STATED TASK: Leaving out the pictures, transcribe all of the records faithfully.

MATERIAL FOR THIS TASK:
--- --- ---

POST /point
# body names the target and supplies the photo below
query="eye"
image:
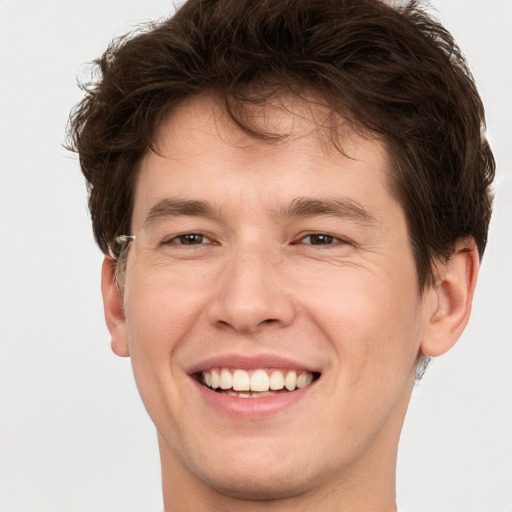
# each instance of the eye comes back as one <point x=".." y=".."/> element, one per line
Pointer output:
<point x="320" y="239"/>
<point x="189" y="239"/>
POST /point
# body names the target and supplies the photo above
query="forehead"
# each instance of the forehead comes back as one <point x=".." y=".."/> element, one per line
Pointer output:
<point x="201" y="154"/>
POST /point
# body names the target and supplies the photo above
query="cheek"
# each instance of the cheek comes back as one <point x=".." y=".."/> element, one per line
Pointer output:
<point x="373" y="326"/>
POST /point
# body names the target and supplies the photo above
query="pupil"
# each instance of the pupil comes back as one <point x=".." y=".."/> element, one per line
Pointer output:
<point x="321" y="239"/>
<point x="191" y="239"/>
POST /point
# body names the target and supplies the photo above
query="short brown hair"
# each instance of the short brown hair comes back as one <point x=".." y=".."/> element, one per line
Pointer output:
<point x="393" y="71"/>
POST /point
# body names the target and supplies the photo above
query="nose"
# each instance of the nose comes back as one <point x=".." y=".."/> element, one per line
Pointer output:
<point x="252" y="294"/>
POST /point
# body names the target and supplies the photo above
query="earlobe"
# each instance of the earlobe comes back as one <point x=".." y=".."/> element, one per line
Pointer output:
<point x="453" y="294"/>
<point x="113" y="309"/>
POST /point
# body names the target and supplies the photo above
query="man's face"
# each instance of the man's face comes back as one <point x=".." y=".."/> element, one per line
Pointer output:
<point x="260" y="261"/>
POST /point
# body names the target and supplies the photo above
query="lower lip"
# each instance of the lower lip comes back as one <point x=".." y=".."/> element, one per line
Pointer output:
<point x="252" y="407"/>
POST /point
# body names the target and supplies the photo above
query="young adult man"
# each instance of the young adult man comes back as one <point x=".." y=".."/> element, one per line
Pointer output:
<point x="293" y="199"/>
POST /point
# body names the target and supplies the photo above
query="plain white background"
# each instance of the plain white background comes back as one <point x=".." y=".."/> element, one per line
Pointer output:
<point x="74" y="436"/>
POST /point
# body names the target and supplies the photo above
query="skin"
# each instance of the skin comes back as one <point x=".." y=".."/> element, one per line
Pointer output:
<point x="349" y="309"/>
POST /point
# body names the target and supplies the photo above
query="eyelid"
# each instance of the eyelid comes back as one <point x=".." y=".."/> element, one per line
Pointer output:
<point x="339" y="240"/>
<point x="172" y="239"/>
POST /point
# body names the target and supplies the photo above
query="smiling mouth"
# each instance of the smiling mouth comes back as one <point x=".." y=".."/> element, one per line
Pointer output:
<point x="257" y="383"/>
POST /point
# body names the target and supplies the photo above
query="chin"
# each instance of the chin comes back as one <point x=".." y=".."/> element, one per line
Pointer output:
<point x="258" y="483"/>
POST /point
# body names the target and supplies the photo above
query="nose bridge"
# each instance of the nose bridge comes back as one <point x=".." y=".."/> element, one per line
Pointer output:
<point x="251" y="290"/>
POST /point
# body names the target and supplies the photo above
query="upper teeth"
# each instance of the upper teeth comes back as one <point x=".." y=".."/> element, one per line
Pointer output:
<point x="257" y="380"/>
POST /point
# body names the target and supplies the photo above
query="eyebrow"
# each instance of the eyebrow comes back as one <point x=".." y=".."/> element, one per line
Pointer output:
<point x="305" y="207"/>
<point x="343" y="207"/>
<point x="178" y="207"/>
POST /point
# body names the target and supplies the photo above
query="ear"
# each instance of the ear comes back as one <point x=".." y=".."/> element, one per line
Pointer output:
<point x="453" y="296"/>
<point x="113" y="308"/>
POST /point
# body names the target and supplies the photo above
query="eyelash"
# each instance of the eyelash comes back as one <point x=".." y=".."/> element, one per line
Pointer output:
<point x="334" y="240"/>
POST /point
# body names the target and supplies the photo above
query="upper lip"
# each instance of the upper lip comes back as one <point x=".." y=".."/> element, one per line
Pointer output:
<point x="250" y="362"/>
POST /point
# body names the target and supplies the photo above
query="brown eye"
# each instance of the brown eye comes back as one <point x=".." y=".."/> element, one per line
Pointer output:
<point x="189" y="239"/>
<point x="319" y="239"/>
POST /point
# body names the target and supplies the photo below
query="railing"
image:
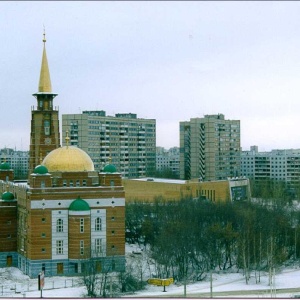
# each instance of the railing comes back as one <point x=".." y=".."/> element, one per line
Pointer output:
<point x="21" y="288"/>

--- --- ---

EXERCISE RESULT:
POST /point
# body names the target and supplies the photo below
query="eye"
image:
# each instance of the eye comes back as one <point x=".." y=".."/> element, one per line
Pointer output:
<point x="320" y="239"/>
<point x="189" y="239"/>
POST /point
# body names the target and supplies the photo above
query="forehead"
# each instance of the forehead comes back as one <point x=".." y=".."/> element, one per line
Pointer output:
<point x="201" y="154"/>
POST /point
# body names the target and supplies the photo above
query="cheek"
# each instance of the cheek comes back as one <point x=".." y=".."/> element, one per line
Pointer output:
<point x="373" y="326"/>
POST /point
# body names the target and supplies the photo above
query="pupil"
# each instance of the pupil comes back as one <point x=".." y=".."/> element, one per line
Pointer output:
<point x="321" y="239"/>
<point x="191" y="239"/>
POST /point
# body names the target and supplies the photo above
query="short brown hair"
# each instance of the short brown hair comes back as one <point x=".." y=".."/> element, one per line
Pointer output:
<point x="393" y="71"/>
POST /point
# body names the target and supplies the photo above
query="nose"
# each instance of the nose comes back as one <point x=".." y=".."/> element, one per line
Pointer output:
<point x="252" y="294"/>
POST /point
# body names the target and supplies the photo above
query="earlobe"
# each instance of the earlobe comes back as one <point x=".." y=".."/> element, one per line
Pointer output:
<point x="453" y="294"/>
<point x="113" y="309"/>
POST /point
# body names the target and supplies the photo above
query="man's face"
# each instance of the man's face comes back as one <point x=".." y=".."/> element, one per line
Pointer output:
<point x="260" y="261"/>
POST /point
# body names the target and supplies the photo above
query="lower lip"
# each instance of the lower lip comes back as one <point x=".." y=".."/> element, one per line
Pointer output:
<point x="252" y="407"/>
POST /point
# body names the target and supplies the photo above
query="young adult man"
# each instance of the young adult man comes back as one <point x=".." y=".."/> element, one per line
Pointer output:
<point x="293" y="199"/>
POST /point
# body names the target and supplies the photo above
query="plain white background"
# each instance of the plain white background comes back as one <point x=".." y=".."/> element, one per line
Pointer output:
<point x="74" y="436"/>
POST /point
# body names the target and supplies the photo above
query="skin"
# each instance of the skin comes back as one <point x=".." y=".."/> element, one per line
Pointer output:
<point x="349" y="309"/>
POST /point
# body names the target and supplies the photo above
query="eyelid"
# each instance of the eyelid comes back as one <point x=".." y=".."/> element, one per line
Pointer output:
<point x="339" y="240"/>
<point x="172" y="239"/>
POST /point
# body names the target and supplies the photo above
query="smiling mouth"
# each instance of the smiling mouth comes back as one <point x=".." y=".."/> element, one per line
Pointer output:
<point x="257" y="383"/>
POST /point
# body names the target and supplies the photo above
query="chin"
# each instance of the chin comes back as one <point x=".." y=".."/> element, one per line
Pointer output:
<point x="258" y="483"/>
POST /point
# body names the target and supplies the photo above
query="nose bridge"
# each instance of the nose bridge comes back as one <point x=".." y=".."/> element, one per line
Pointer output:
<point x="251" y="290"/>
POST /point
# body names the target and supplies the photo above
query="upper teeth"
# each instance of the upper teeth comes back as one <point x=".." y=".."/> element, one per line
Pointer output:
<point x="257" y="380"/>
POST /point
# body names the target and supplies the photo above
query="eyebrow"
# each instance of the eyebrow comes back as one <point x=".." y=".."/> element, one per line
Pointer output:
<point x="305" y="207"/>
<point x="343" y="207"/>
<point x="178" y="207"/>
POST /point
# body names the target and supplies the photo above
query="ear"
# each instance of the ear comes back as one <point x=".." y=".."/> element, one per line
Pointer output:
<point x="453" y="296"/>
<point x="113" y="308"/>
POST /point
# body names the target and supplies the photo above
query="eyelash"
# each instance of the eyelash comes back as one <point x=".." y=".."/> element, one per line
Pointer output:
<point x="334" y="240"/>
POST /point
# body names the target and supplies the photo above
query="upper lip"
# each instance of the upper lip comes back as one <point x=".." y=".."/> element, one per line
Pointer output:
<point x="250" y="362"/>
POST /point
# body names the target and supplies the photo above
query="brown eye"
# each instance of the brown eye comes back as one <point x=".." y=".."/> element, one per line
Pointer output:
<point x="189" y="239"/>
<point x="319" y="239"/>
POST /point
# body names the target and supplies the photo below
query="railing"
image:
# each instance of the railing comes back as one <point x=".." y=".."/> element, one per line
Pointer output:
<point x="21" y="288"/>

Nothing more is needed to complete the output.